Display each line of the entries below that contains the string "yellow".

[Data lines]
■ ■ ■ ■

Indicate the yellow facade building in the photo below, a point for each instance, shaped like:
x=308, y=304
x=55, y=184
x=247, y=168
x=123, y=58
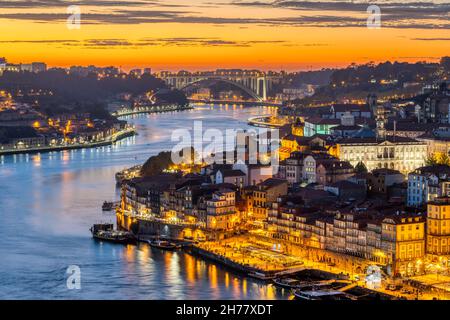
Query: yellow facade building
x=403, y=242
x=438, y=226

■ ■ ■ ■

# WRITTEN REPLY
Indicate the yellow facade building in the photo below, a point for each instance, shaped like:
Query: yellow facade building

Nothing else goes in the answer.